* Goal of the exercise: Repeat the entries below word for word, though any picture in them should be dropped.

* Data section:
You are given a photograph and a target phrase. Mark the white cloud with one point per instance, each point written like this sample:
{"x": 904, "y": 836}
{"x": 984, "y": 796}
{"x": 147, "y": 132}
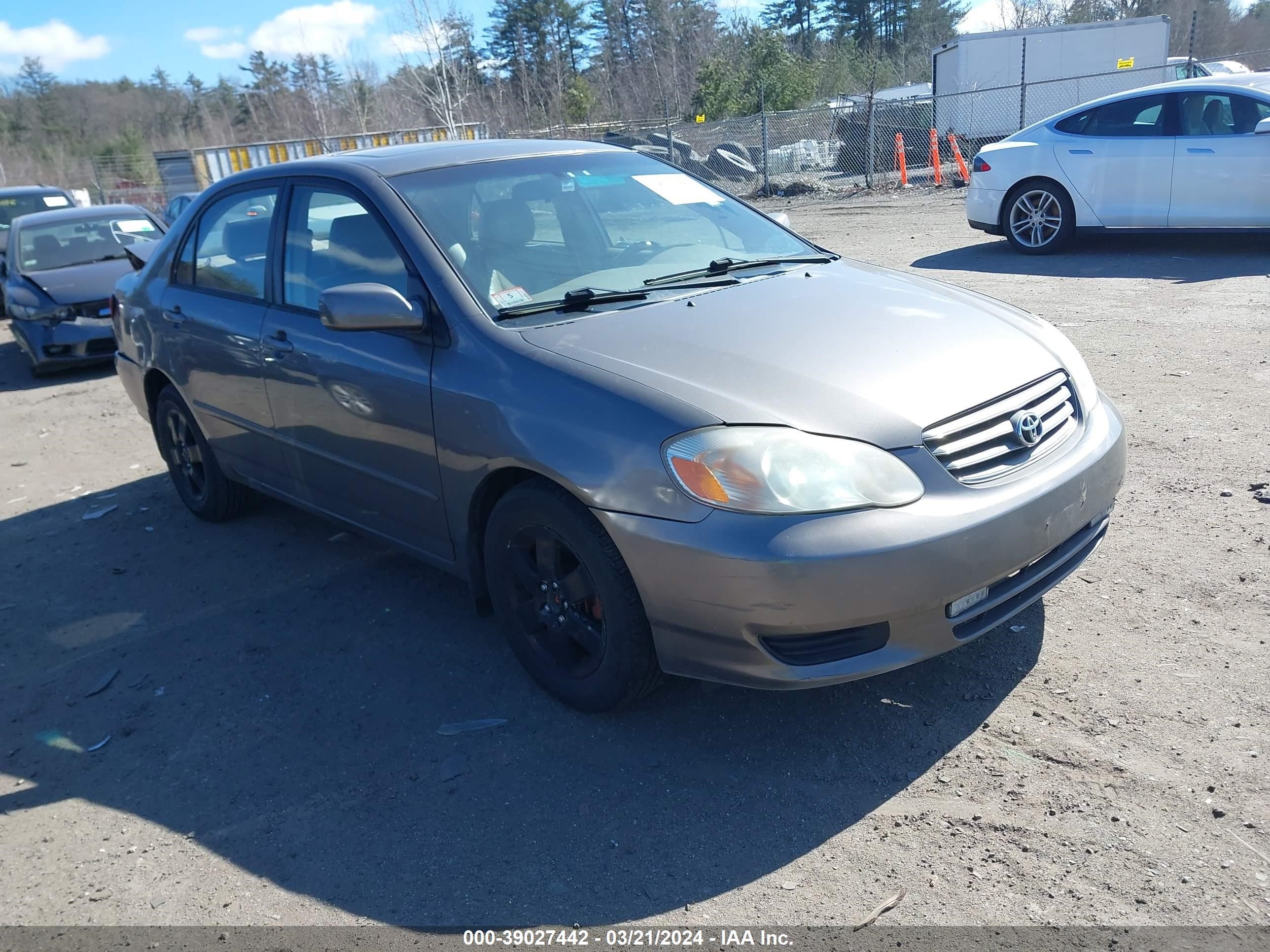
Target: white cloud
{"x": 224, "y": 51}
{"x": 217, "y": 42}
{"x": 986, "y": 17}
{"x": 54, "y": 42}
{"x": 210, "y": 34}
{"x": 322, "y": 28}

* Solved exercise:
You are given a photograph and a target phrase. Mark the white cloud with one point per instance, each point written like this sample:
{"x": 904, "y": 836}
{"x": 984, "y": 796}
{"x": 147, "y": 132}
Target: white cloud
{"x": 224, "y": 51}
{"x": 217, "y": 42}
{"x": 986, "y": 17}
{"x": 54, "y": 42}
{"x": 210, "y": 34}
{"x": 322, "y": 28}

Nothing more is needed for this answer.